_EXERCISE DETAILS_. Scan the entries below for the word "bare", then copy each line that holds it.
= Beginning of Section =
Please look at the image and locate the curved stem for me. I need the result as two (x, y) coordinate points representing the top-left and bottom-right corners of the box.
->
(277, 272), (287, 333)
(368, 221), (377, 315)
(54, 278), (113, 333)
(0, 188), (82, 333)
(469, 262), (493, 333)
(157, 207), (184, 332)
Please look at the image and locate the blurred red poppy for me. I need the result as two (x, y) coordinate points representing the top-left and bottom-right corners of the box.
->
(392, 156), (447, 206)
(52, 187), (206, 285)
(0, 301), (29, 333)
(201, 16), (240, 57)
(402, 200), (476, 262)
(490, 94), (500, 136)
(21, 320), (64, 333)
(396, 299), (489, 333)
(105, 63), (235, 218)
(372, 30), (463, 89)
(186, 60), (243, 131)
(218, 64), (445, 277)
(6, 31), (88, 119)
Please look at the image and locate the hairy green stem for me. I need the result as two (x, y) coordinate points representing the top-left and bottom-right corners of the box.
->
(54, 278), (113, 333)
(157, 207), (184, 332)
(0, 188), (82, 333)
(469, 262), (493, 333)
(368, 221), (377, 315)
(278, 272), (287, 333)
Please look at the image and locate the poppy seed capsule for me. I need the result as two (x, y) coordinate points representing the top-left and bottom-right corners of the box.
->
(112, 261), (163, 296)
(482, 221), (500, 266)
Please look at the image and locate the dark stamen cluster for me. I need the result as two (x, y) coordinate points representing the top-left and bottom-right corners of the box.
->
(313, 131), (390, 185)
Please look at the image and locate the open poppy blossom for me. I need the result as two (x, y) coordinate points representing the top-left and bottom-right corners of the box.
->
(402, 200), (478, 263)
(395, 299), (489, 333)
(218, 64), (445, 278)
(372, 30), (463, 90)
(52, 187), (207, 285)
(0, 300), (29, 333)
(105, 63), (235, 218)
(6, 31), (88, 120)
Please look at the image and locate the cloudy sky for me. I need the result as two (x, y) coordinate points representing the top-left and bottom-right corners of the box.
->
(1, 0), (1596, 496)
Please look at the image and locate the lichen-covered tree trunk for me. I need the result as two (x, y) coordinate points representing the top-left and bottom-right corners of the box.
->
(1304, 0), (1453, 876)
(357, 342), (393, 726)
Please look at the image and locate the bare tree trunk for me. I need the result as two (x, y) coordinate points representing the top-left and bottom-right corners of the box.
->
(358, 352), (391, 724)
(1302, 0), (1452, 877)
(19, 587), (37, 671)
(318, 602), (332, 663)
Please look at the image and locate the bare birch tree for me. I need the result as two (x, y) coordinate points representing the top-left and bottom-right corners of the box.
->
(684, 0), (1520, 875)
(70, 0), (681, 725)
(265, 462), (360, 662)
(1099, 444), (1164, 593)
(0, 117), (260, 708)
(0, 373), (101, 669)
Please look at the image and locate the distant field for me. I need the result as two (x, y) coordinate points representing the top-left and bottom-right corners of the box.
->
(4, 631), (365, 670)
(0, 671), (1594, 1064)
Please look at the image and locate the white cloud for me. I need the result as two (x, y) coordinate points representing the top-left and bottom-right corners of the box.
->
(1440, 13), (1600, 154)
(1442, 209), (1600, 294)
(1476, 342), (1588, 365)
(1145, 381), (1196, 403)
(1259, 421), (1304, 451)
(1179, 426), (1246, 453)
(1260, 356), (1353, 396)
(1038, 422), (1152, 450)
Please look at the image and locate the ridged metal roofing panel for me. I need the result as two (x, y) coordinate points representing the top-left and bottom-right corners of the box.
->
= End of Section =
_ANSWER TO THE EXERCISE_.
Please look at the image and locate the bare tree trunk for me. I need the result as two (x, y) coordinate points representing the top-left and bottom-right corners of the box.
Please look at the image and locate the bare birch tree for me. I need the result as two (x, y) coordinate points representing the top-left and bottom-right corners of the box.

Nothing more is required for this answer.